- _Written task_
Beneath this task is a listing; retype all of it exactly.

- _Source material_

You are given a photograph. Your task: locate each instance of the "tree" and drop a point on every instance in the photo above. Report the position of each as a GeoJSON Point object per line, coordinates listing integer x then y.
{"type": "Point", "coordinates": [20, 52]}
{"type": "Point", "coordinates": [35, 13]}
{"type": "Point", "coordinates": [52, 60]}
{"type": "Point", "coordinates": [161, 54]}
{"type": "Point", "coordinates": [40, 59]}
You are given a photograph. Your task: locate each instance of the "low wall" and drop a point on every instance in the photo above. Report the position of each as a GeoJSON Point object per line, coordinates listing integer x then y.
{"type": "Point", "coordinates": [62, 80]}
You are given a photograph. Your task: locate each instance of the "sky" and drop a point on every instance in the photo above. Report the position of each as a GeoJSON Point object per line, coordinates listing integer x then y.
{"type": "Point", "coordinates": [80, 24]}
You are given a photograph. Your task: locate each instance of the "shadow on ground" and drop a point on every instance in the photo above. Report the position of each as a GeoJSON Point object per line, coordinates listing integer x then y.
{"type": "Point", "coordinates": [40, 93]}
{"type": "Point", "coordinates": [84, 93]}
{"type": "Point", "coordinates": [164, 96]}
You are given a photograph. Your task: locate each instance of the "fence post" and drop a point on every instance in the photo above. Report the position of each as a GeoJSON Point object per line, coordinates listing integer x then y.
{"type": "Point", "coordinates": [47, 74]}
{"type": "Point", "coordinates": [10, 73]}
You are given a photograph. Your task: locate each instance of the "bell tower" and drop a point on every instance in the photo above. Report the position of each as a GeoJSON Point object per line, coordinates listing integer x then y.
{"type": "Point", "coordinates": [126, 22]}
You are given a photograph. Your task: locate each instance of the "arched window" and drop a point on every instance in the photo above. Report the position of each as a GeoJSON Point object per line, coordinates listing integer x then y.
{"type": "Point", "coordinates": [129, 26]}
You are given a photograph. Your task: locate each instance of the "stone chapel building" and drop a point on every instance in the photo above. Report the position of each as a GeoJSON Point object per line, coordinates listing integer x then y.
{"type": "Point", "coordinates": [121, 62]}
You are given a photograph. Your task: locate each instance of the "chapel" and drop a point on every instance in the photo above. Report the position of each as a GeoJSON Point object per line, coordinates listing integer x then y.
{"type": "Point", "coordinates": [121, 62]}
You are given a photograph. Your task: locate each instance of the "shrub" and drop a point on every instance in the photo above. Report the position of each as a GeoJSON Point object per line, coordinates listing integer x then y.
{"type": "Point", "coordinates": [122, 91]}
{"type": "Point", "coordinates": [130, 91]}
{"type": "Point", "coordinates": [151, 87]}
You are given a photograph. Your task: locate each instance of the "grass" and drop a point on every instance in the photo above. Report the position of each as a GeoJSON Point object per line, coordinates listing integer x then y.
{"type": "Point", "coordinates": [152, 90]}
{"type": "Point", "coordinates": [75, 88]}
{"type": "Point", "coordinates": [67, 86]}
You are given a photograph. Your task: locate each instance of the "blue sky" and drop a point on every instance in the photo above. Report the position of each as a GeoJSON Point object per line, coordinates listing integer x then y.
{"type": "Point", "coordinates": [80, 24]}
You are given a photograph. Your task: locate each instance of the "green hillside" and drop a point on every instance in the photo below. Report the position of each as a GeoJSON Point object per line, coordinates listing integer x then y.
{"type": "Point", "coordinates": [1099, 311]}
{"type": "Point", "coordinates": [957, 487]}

- _Answer to this exercise_
You are given a photograph. Your task: locate each instance of the "tree" and drop a point on every instance in the photo above. Report the position of each as a GeoJSON Point object per line, coordinates listing integer x then y.
{"type": "Point", "coordinates": [20, 52]}
{"type": "Point", "coordinates": [35, 13]}
{"type": "Point", "coordinates": [52, 60]}
{"type": "Point", "coordinates": [161, 54]}
{"type": "Point", "coordinates": [40, 59]}
You are given a photograph. Your task: locate each instance of the "low wall" and drop a point on every instance in the photo above. Report the position of each as a GeoJSON Point object per line, coordinates listing integer x then y.
{"type": "Point", "coordinates": [62, 80]}
You are given a photograph. Your task: locate each instance of the "sky" and drop a point on every instance in the photo above. Report the position of each as a GeoJSON Point object per line, coordinates listing integer x then y.
{"type": "Point", "coordinates": [80, 24]}
You are given a photograph. Your task: locate each instance of the "shadow on ground" and drop a point on every instance in the photo above. Report the position of each as a GeoJSON Point object per line, coordinates listing integer x then y.
{"type": "Point", "coordinates": [40, 93]}
{"type": "Point", "coordinates": [84, 93]}
{"type": "Point", "coordinates": [164, 96]}
You are given a photograph. Your task: locate each instance of the "fence post" and drop a point on every instance in the photo above. Report the position of each as a GeoJSON Point object per line, coordinates listing integer x then y.
{"type": "Point", "coordinates": [47, 74]}
{"type": "Point", "coordinates": [10, 73]}
You are given a photograph. Your task: locate each instance of the "bell tower" and drop a point on every instance in the photo above. Report the position of each as a GeoJSON Point object per line, coordinates listing integer x then y.
{"type": "Point", "coordinates": [126, 22]}
You are given a photograph. Your task: locate each instance of the "arched window" and drop a point on every instance in the photo above. Report the position of each as a GeoJSON Point object per line, coordinates listing integer x then y.
{"type": "Point", "coordinates": [129, 26]}
You are given a photograph. Your task: locate each instance of the "stone chapel building" and drop a point on every instance in the photo above. Report the position of each as a GeoJSON Point object per line, coordinates listing integer x then y.
{"type": "Point", "coordinates": [121, 62]}
You are given a photograph. Your task: locate each instance of the "chapel" and drop a point on every instance in the photo above. Report the position of each as a GeoJSON Point object per line, coordinates listing integer x then y.
{"type": "Point", "coordinates": [121, 62]}
You are given a photograph. Your task: locate each instance of the "shrub" and drop a point on every instance in the photo above. Report the position of each as a GeoJSON Point object per line, coordinates listing integer x then y.
{"type": "Point", "coordinates": [122, 91]}
{"type": "Point", "coordinates": [130, 91]}
{"type": "Point", "coordinates": [151, 87]}
You are given a photograph. Your task: locate each instance of the "grass" and drop a point on every instance in the photo above. Report the position of each as a GeoJSON Point object per line, coordinates listing integer x then y.
{"type": "Point", "coordinates": [152, 90]}
{"type": "Point", "coordinates": [75, 88]}
{"type": "Point", "coordinates": [67, 86]}
You are given a photograph. Your task: locate each instance of the "blue sky" and drop a point on every instance in the photo above. Report the position of each as a GeoJSON Point object per line, coordinates listing integer x then y.
{"type": "Point", "coordinates": [80, 24]}
You are given a photograph. Your task: locate each instance of the "green hillside" and drop a point on every instance in the photo below. Report the position of each as a GeoJSON Point object per line, coordinates listing integer x then y.
{"type": "Point", "coordinates": [1099, 311]}
{"type": "Point", "coordinates": [957, 487]}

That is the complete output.